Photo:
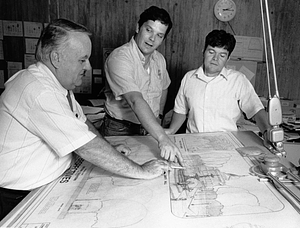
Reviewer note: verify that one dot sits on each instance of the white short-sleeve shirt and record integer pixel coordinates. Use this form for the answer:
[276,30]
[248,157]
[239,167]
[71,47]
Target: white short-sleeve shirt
[216,104]
[125,73]
[38,129]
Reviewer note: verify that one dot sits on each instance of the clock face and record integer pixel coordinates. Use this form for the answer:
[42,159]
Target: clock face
[225,10]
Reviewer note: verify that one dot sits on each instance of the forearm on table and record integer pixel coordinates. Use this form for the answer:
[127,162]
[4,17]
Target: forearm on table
[261,119]
[100,153]
[163,101]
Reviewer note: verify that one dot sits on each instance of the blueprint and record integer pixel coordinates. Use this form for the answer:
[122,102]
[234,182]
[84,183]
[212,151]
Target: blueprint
[215,190]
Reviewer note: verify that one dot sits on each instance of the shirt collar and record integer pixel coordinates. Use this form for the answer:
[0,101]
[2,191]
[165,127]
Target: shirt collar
[199,73]
[139,53]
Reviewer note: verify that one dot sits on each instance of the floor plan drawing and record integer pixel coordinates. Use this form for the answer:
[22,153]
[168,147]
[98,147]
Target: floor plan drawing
[215,190]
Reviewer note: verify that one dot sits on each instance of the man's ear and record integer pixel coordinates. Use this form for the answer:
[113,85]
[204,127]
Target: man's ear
[55,58]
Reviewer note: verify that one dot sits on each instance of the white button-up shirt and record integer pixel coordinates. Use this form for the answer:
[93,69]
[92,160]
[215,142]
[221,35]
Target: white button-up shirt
[215,104]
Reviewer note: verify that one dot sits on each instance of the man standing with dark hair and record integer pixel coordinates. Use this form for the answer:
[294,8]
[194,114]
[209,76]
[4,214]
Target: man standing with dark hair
[137,84]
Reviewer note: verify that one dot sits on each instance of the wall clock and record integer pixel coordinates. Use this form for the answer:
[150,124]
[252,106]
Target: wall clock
[225,10]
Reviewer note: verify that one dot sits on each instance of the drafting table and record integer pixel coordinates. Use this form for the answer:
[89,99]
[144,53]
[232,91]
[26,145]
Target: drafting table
[216,190]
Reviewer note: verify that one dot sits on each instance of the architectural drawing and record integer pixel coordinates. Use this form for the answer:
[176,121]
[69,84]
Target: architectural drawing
[215,190]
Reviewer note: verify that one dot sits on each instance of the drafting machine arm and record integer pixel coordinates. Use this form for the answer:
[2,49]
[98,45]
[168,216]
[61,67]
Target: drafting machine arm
[275,134]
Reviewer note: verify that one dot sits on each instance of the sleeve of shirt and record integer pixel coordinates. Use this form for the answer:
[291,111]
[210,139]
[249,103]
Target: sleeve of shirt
[120,75]
[181,105]
[52,120]
[250,103]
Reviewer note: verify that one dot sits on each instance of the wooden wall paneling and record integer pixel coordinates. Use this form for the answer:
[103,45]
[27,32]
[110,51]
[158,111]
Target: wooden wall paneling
[112,23]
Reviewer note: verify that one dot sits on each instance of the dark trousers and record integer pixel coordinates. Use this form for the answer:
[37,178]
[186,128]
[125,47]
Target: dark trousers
[115,127]
[10,198]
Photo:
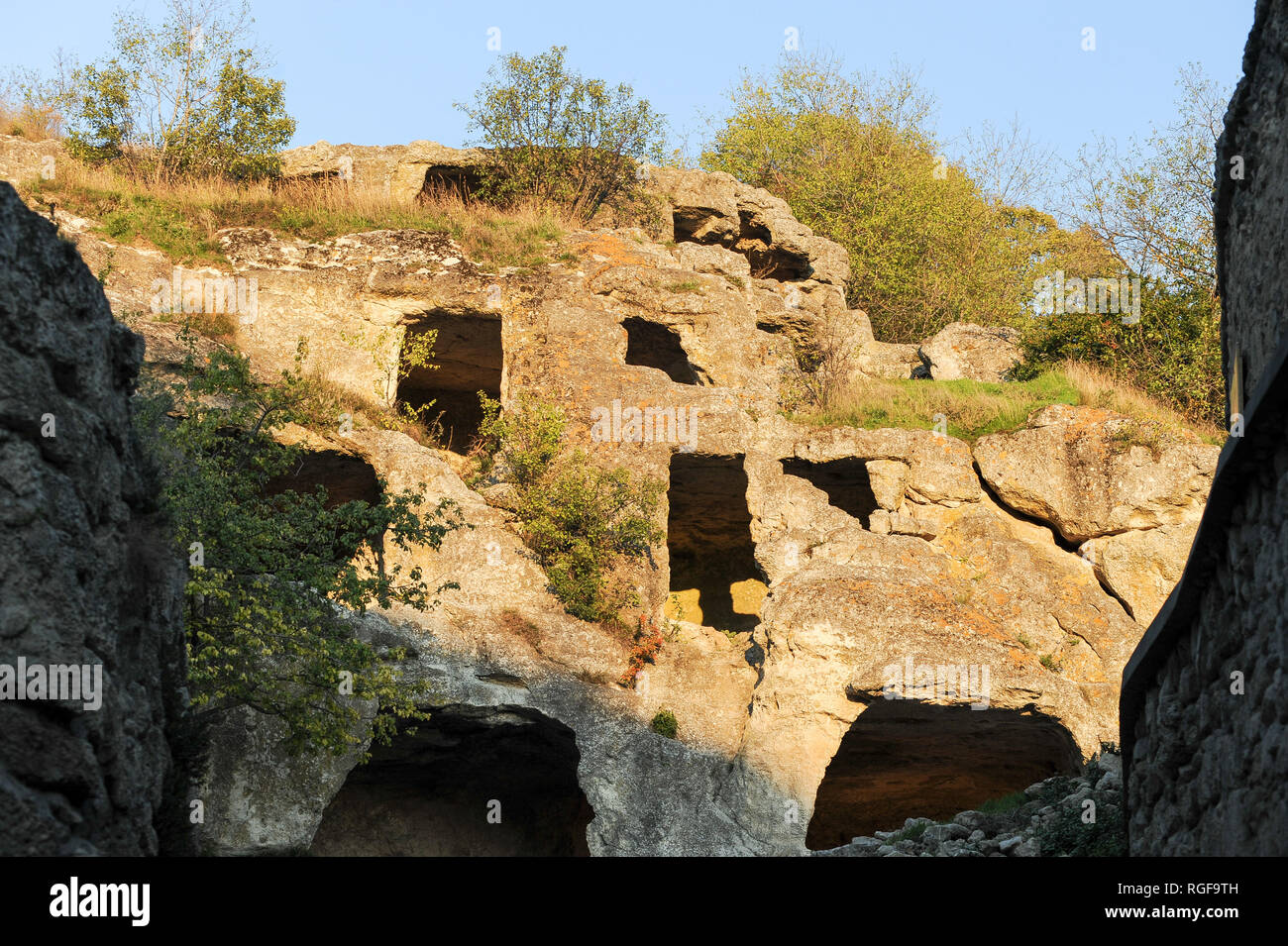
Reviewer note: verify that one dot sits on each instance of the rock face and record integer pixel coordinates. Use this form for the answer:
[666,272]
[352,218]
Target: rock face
[719,209]
[975,353]
[22,159]
[1091,473]
[402,171]
[1206,697]
[804,568]
[90,581]
[1129,495]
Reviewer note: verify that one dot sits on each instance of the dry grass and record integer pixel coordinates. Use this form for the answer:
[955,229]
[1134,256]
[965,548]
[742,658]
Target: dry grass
[967,408]
[973,409]
[1099,387]
[181,216]
[24,121]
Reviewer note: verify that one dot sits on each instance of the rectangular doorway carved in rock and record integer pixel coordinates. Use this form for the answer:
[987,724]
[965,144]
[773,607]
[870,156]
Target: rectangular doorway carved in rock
[467,360]
[713,576]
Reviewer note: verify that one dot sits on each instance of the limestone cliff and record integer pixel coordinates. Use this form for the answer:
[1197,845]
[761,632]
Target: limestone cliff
[831,591]
[91,587]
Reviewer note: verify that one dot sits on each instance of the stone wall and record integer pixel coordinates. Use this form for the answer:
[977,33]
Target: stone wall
[88,577]
[1203,706]
[1250,196]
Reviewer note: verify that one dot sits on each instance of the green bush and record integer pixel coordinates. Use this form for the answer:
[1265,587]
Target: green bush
[274,576]
[580,520]
[181,95]
[557,137]
[1069,835]
[665,723]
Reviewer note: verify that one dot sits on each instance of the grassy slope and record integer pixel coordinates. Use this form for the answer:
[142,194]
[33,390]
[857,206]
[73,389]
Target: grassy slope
[974,409]
[181,218]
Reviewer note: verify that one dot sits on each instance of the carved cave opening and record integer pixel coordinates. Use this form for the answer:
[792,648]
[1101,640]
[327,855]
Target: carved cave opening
[713,575]
[346,477]
[653,345]
[845,481]
[471,782]
[468,358]
[754,241]
[903,758]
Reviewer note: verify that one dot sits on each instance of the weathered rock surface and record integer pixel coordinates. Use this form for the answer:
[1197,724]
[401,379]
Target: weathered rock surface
[1089,473]
[89,577]
[22,159]
[1141,567]
[875,546]
[719,209]
[977,353]
[402,171]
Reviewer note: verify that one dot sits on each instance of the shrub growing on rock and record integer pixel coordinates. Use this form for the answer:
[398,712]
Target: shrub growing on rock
[665,723]
[558,137]
[274,578]
[579,519]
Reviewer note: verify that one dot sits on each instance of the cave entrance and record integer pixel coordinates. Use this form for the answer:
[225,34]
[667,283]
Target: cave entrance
[430,793]
[467,360]
[713,575]
[653,345]
[346,477]
[844,480]
[903,758]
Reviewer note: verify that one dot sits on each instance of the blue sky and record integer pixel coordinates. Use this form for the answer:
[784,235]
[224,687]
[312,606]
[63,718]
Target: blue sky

GIVEN PROBLEM
Copy every one of the records above word for word, keeping each line as it stands. Leave the pictures out.

REPLY
Photo:
Reviewer note: verify that one dot sits on each instance of the white short-sleeve shirt and record integer pixel coordinates. Use this form for the answer:
[276,30]
[248,157]
[239,167]
[71,47]
Target: white short-sleeve shirt
[216,104]
[125,73]
[38,129]
Reviewer note: verify that one dot sits on each instance of the clock face and record integer pixel coordinates. Use this form for the answer:
[42,159]
Target: clock face
[225,10]
Reviewer note: verify that one dot sits on each instance of the forearm on table and record integer pixel coordinates. Use this form for the answer:
[127,162]
[4,17]
Target: forearm on table
[261,119]
[100,153]
[163,101]
Reviewer note: verify that one dot sits on each instance of the blueprint and record integer pixel coordinates. Use this form for the answer:
[122,102]
[234,182]
[84,183]
[212,151]
Target: blueprint
[215,190]
Reviewer note: verify that one dot sits on each instance of the shirt collar and record integer pixel coordinates. Use this form for the answer:
[0,101]
[2,191]
[165,127]
Target: shirt collar
[199,73]
[139,53]
Reviewer note: verify that one dot sits on each instance of the floor plan drawing and record integer pixel coordinates. Use this form for the answer:
[22,153]
[168,147]
[98,147]
Target: floor plan drawing
[215,190]
Reviewer note: verify that one dot sits on each instance of the man's ear and record integer pixel coordinates. Use this form for the answer:
[113,85]
[204,127]
Target: man's ear
[55,58]
Reviewer note: verify that one dot sits on each instance of the white button-up shirt and record integer pixel coordinates. Use this form for the answer:
[93,69]
[92,160]
[215,142]
[221,35]
Target: white button-up shirt
[215,104]
Reviewer note: verify that one dot sits on each instance of the man standing with dark hair and record integer pixel coordinates. Use this form for the answer:
[294,8]
[194,114]
[209,76]
[4,214]
Target: man standing with dark hair
[137,84]
Reviewer note: verify that one dot sits on each instance of the wall clock and record integer pixel coordinates. Use this form for the answer:
[150,124]
[252,106]
Target: wall clock
[225,10]
Reviewer note: verify that one dot sits on each instance of the drafting table and record integer pixel coordinates. Use this form for the answer:
[89,99]
[144,53]
[232,91]
[26,145]
Target: drafting table
[216,190]
Reviewer note: verify that one dot sits on each instance of the architectural drawing and record integer pixel coordinates. Use this form for the answer:
[176,121]
[69,84]
Target: architectural drawing
[215,190]
Reviewer note: verify that one dot sits on each instance of the drafting machine arm and record integer pixel coordinates. Use this form for the answer:
[2,49]
[98,45]
[168,216]
[61,67]
Target: drafting machine arm
[275,134]
Reviewer note: verify that one dot sits on each instance of the sleeve of shirt and record integer pixel coordinates. Use this form for the answer:
[291,111]
[210,139]
[249,103]
Target: sleeve of shirt
[120,75]
[181,105]
[52,120]
[250,103]
Reviewer note: verify that one dot sits on each instance of the wooden wall paneling and record integer pixel coordinates. Use this form for the answer:
[103,45]
[27,32]
[110,51]
[158,111]
Target: wooden wall paneling
[112,23]
Reviewer note: verify that one dot sits on each instance of the dark trousers and record integer pixel coordinates. Use this form for the answer:
[37,178]
[186,128]
[125,47]
Target: dark trousers
[115,127]
[10,198]
Photo:
Reviewer note: verify that one dot sits on each instance of the rock face and record integer pixel coordinates. Use this form for the answer:
[666,272]
[352,218]
Target: rock face
[719,209]
[975,353]
[22,159]
[1091,473]
[402,171]
[1206,697]
[804,568]
[90,581]
[1129,495]
Reviewer note: verify that one dot sits on each instance of the dry grass and record integer pixel coordinates. Use this form for the answer:
[955,229]
[1134,256]
[965,548]
[742,658]
Target: dry grass
[967,408]
[973,409]
[1099,387]
[181,216]
[24,121]
Reviewer note: verify that one dot sits on each instance of the rectangular doorway carved in rock and record integer pixel coordinates. Use this form for the answer:
[987,724]
[965,144]
[773,607]
[870,156]
Target: rectangular doorway carved in rock
[467,360]
[713,576]
Reviewer note: verify that one dot sits on each instance of the limestone cliff and record integer pixel coordinates. Use this form for the answer:
[1197,845]
[761,632]
Target: limestone cliff
[831,591]
[91,587]
Reviewer note: verify that one dot sits on each instance of the stone wall and record integer pixel coordinates. Use this form for the answer:
[977,33]
Target: stone wall
[88,577]
[1203,706]
[1250,196]
Reviewer note: verify that one dot sits on each instance of the green bush and record integer pixel coordinates. Use this form for the answer:
[1265,587]
Target: green bush
[274,576]
[580,520]
[181,95]
[557,137]
[1069,835]
[665,723]
Reviewer note: verify that one dot sits on each instance of the grassy slope and record integer pixel coordinates. Use this form for the answer:
[142,194]
[33,390]
[857,206]
[73,389]
Target: grassy slope
[974,409]
[181,218]
Reviewer note: verify that one dot sits on each instance of the carved cave opening and record integer pixel coordinates. Use this form for the answer:
[792,648]
[1101,640]
[327,855]
Target: carved cave opening
[713,575]
[346,477]
[653,345]
[845,481]
[471,782]
[468,358]
[754,241]
[903,758]
Reviewer note: verify that one dot sits on each instance of the weathered rock surface and record integer pixel coordinates. Use this form for the answer:
[1197,724]
[401,379]
Target: weathered rock surface
[1089,473]
[89,577]
[22,159]
[1141,567]
[875,546]
[719,209]
[977,353]
[402,171]
Reviewer note: verify that one dot sits on each instance of the shrub growing on rock and record integer pixel coordinates. Use this form for the answer:
[398,712]
Target: shrub growing on rock
[665,723]
[558,137]
[274,578]
[579,519]
Reviewer note: verify that one dot sits on each instance of the cave entrance and record integer pixel coordinates. Use this form for the answer:
[225,34]
[667,283]
Target: cave entrance
[430,793]
[467,360]
[713,575]
[653,345]
[346,477]
[844,480]
[903,758]
Reviewer note: verify that one dot sits on each instance of the blue sky and record integer pixel coordinates. Use this form for the answer:
[784,235]
[224,687]
[312,606]
[63,718]
Target: blue sky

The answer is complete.